Source:
[BEGIN]
Introduction
There is no difference to the meanings below due to the data model; these are relational database management system (RDBMS) concepts. Whether you are using a normalized model or a dimensional model, the "primary key", "surrogate key", "natural key", and "alternate key" terms all have the same meanings.A Google search turned up lots of places to read up on keys, including these:
- http://en.wikipedia.org/wiki/Unique_key
- http://en.wikipedia.org/wiki/Surrogate_key
- http://www.dbdebunk.com/page/page/622337.htm
- http://databases.about.com/cs/administration/g/primarykey.htm
- Methods for primary and secondary key selection (Data base management)
Primary Key
A Primary Key (PK) in a database table uniquely identifies a row in the table. There can be only one PK per table. Depending on the database engine being used, a PK may require the explicit creation of a unique index or the database engine may automatically create such an index for the column or columns identified as the PK column(s).A primary key can consist of a single column using a "surrogate" value or be made up of one or more columns in the table that will uniquely identify a row (also called a "natural" or "meaningful" key).
Surrogate Key, aka Meaningless Key
The term "Surrogate Key" describes a particular type of Primary Key (PK). There really is no such thing as a "Surrogate Key". There are Primary Keys that use surrogate values. A PK that uses a surrogate value always consists of only one column.The surrogate value is generally a system-generated value that nobody would know what it is to search for from a query. This PK may then be used as a foreign key (FK) in other tables and used for join conditions.
A Primary Key that uses a surrogate value is also known as a "meaningless" key. A table with only a "surrogate key" (primary key using an arbitrary value) must have an alternate key (AK) (see below). Without an AK, it is very likely that there will be "duplicate" rows in the table. An explanation of this follows below.
Natural Key, aka Meaningful Key
The other type of PK is called a "natural key". A natural (or meaningful) primary key is made up of one or more columns in a row that uniquely identify that row. The column or columns used for a natural key contain values that have meaning to the business.If the natural key is the PK, then there can be no surrogate key. If the natural key is not the PK, it is an alternate key.
Alternate Key
While there can be only one primary key in a table, there may be more than one "alternate" keys in a table. These alternate keys are controlled by one or more unique indexes. A table with only a "surrogate key" (primary key using an arbitrary number) and no unique index for an alternate key is useless - you are doomed to have duplicates in rows for every column EXCEPT the surrogate key which does not help you find a unique row at all.Generally, the columns used for the alternate key(s) are the columns that people will use in their queries to find a unique row, but the joins to other tables will be done using the single PK column comprising the "meaningless key" with the PK column being used as a FK column in those other tables.
[END]
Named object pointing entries
[BEGIN]
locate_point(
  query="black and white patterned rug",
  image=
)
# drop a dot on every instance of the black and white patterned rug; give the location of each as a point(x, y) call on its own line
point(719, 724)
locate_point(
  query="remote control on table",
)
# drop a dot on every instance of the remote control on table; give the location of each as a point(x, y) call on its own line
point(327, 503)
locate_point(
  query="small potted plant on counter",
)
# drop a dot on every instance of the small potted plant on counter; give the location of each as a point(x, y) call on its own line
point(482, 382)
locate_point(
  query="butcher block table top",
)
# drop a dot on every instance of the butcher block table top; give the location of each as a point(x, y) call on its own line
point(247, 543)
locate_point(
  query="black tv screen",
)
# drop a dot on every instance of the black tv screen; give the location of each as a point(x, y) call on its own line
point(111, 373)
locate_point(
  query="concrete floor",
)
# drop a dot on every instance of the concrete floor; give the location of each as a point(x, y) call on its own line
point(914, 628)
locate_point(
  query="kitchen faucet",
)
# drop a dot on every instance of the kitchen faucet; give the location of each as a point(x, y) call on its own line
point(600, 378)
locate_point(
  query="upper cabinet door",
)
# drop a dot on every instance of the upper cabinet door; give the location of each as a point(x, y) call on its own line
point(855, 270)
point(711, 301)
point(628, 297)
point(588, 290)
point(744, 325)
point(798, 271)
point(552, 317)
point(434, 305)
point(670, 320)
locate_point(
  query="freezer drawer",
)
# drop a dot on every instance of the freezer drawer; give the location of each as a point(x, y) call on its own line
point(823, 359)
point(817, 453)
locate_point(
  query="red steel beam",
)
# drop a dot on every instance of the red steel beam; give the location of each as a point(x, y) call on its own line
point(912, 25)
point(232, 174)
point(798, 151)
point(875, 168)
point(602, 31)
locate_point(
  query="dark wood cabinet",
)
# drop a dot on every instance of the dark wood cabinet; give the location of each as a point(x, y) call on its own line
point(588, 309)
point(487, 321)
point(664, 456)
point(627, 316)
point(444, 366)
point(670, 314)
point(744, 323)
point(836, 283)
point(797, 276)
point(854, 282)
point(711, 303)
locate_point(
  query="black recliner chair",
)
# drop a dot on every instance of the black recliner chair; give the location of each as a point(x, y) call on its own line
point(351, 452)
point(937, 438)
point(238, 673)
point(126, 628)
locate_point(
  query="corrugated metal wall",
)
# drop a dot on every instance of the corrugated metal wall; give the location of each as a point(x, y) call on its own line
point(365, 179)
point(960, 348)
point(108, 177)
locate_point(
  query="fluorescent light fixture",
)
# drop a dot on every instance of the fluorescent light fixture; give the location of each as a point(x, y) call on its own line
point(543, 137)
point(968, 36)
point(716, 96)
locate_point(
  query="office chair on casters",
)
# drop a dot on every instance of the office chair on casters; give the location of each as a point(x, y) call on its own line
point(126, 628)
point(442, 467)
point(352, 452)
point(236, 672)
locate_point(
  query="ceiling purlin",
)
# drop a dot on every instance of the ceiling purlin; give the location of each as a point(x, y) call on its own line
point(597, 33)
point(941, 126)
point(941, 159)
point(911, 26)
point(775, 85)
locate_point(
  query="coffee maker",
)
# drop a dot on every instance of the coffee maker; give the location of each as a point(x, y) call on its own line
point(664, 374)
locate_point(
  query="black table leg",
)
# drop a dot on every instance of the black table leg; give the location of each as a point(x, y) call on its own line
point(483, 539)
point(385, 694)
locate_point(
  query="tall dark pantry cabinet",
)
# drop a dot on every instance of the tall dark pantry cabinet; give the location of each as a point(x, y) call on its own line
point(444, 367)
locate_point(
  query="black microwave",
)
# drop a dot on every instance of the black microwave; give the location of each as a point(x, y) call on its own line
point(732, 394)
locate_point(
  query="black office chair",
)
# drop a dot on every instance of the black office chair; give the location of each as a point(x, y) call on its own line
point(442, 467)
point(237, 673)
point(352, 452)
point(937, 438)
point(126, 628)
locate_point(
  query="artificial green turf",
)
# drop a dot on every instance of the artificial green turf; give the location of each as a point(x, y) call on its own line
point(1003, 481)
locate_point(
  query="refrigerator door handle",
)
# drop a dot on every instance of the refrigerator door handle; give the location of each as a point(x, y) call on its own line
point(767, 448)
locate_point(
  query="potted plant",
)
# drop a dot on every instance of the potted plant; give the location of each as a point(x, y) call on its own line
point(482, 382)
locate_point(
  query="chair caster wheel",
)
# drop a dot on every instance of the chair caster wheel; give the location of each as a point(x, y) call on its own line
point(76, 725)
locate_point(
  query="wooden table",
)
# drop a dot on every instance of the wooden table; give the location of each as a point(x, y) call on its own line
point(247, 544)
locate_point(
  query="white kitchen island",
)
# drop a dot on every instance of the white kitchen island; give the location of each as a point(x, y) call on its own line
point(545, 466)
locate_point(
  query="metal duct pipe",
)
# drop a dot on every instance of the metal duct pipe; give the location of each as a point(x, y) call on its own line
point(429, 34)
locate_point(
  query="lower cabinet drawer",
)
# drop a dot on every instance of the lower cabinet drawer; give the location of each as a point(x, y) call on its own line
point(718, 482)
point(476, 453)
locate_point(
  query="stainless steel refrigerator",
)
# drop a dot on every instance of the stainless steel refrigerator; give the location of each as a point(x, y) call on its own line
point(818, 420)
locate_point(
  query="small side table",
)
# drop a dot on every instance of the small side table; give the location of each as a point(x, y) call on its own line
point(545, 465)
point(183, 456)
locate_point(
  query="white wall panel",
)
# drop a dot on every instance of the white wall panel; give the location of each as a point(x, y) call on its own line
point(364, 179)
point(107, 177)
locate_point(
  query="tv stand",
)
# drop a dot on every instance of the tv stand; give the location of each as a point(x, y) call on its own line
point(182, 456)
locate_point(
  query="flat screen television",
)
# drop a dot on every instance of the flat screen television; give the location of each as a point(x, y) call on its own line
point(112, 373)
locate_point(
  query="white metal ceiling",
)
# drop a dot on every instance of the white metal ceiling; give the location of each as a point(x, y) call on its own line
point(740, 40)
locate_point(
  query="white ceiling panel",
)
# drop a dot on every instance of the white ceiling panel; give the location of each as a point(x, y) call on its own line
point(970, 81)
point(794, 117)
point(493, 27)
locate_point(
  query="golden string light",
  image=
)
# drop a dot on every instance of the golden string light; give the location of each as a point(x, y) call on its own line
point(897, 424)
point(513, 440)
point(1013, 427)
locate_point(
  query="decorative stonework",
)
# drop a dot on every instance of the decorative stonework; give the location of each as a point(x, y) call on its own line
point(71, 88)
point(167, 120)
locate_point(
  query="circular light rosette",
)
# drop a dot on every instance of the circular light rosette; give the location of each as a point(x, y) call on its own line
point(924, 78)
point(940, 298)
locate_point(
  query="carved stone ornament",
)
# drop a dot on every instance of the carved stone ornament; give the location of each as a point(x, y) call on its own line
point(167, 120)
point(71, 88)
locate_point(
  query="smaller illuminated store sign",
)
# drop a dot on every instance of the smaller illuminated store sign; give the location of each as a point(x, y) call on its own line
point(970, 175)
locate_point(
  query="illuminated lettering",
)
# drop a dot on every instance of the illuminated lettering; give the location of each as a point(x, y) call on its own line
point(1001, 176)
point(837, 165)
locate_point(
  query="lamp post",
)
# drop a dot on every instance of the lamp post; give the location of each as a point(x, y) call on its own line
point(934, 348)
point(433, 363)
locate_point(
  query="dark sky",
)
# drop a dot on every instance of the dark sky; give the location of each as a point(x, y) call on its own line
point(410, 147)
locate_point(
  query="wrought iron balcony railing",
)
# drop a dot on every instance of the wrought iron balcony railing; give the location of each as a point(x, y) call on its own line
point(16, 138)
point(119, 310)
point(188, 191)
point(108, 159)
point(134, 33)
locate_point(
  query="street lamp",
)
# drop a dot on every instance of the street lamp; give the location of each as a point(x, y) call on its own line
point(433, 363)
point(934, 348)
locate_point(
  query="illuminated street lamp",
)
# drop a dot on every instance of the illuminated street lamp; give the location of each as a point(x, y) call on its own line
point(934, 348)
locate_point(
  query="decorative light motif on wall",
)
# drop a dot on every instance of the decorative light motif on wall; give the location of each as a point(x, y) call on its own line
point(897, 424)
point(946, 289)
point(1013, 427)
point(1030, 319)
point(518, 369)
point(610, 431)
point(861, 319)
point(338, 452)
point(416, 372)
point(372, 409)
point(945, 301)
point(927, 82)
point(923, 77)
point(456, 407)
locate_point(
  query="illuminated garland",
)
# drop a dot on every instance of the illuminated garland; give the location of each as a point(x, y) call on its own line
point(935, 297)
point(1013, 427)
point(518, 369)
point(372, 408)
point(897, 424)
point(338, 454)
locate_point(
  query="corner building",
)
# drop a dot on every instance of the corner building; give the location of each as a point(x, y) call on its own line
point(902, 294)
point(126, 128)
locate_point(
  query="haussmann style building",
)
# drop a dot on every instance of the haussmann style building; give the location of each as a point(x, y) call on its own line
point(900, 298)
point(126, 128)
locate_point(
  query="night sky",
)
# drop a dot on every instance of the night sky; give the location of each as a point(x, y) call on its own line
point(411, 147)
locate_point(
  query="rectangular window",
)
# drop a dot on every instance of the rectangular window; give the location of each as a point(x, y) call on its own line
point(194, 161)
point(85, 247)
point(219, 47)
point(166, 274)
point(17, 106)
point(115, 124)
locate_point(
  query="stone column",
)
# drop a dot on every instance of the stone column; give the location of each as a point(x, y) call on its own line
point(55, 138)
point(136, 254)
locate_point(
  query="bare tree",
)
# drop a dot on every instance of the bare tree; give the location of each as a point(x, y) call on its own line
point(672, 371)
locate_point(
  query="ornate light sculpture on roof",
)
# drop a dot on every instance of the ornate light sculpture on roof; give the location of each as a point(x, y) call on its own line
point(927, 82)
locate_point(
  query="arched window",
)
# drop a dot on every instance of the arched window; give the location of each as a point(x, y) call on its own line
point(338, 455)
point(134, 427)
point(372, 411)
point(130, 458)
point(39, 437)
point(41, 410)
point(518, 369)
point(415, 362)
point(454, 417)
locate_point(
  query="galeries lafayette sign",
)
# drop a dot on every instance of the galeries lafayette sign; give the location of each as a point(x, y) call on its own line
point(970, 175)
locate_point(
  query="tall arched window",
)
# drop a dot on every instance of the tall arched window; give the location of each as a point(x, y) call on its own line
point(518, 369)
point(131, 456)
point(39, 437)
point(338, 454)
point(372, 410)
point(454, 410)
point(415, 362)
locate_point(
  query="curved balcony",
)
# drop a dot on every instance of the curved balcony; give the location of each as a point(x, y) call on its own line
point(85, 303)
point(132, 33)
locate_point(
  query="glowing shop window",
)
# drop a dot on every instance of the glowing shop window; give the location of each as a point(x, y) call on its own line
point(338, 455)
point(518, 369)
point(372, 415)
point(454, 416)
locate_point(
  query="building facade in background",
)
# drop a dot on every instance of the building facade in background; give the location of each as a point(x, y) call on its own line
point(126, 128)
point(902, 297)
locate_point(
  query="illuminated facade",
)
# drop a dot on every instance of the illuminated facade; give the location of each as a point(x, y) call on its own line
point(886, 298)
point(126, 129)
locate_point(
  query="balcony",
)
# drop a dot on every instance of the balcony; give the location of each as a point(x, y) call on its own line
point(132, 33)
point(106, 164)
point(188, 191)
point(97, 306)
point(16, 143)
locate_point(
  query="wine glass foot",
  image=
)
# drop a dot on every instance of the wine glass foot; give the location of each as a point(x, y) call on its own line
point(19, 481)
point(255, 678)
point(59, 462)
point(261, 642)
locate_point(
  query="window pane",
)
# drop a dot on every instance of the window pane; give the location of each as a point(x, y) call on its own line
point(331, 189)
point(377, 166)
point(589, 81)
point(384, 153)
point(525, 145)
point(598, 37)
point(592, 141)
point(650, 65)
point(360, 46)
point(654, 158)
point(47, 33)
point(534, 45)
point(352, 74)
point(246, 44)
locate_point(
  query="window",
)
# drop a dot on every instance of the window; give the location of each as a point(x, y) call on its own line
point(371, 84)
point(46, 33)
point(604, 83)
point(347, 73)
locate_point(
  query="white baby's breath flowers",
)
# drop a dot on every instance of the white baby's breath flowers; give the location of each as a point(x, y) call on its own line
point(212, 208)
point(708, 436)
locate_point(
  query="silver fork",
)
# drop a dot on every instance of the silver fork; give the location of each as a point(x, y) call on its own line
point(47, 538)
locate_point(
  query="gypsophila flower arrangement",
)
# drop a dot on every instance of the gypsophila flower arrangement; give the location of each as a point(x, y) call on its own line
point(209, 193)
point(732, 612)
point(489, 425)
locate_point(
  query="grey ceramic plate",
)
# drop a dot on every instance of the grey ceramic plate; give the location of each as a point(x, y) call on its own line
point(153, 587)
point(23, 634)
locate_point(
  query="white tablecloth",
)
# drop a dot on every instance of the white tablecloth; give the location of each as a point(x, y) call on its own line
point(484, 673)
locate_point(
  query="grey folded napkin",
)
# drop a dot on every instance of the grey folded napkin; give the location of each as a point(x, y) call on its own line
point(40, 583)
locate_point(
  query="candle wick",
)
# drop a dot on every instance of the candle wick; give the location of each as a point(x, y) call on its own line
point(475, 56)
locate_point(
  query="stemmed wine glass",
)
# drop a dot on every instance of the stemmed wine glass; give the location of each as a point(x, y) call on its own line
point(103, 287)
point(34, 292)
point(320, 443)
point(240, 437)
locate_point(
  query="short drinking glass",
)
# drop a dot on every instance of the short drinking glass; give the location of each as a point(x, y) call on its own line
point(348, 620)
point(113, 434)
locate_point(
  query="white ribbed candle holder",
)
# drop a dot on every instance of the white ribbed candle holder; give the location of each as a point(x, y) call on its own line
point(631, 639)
[END]
Things to do:
1. Reproduce the passage of the database keys text starting at "Natural Key, aka" and ending at "an alternate key.".
2. State how many lines in the rows contain the string "purlin", treating case as significant, and give only the number.

Solution list:
1.
Natural Key, aka Meaningful Key
The other type of PK is called a "natural key". A natural (or meaningful) primary key is made up of one or more columns in a row that uniquely identify that row. The column or columns used for a natural key contain values that have meaning to the business.If the natural key is the PK, then there can be no surrogate key. If the natural key is not the PK, it is an alternate key.

2. 2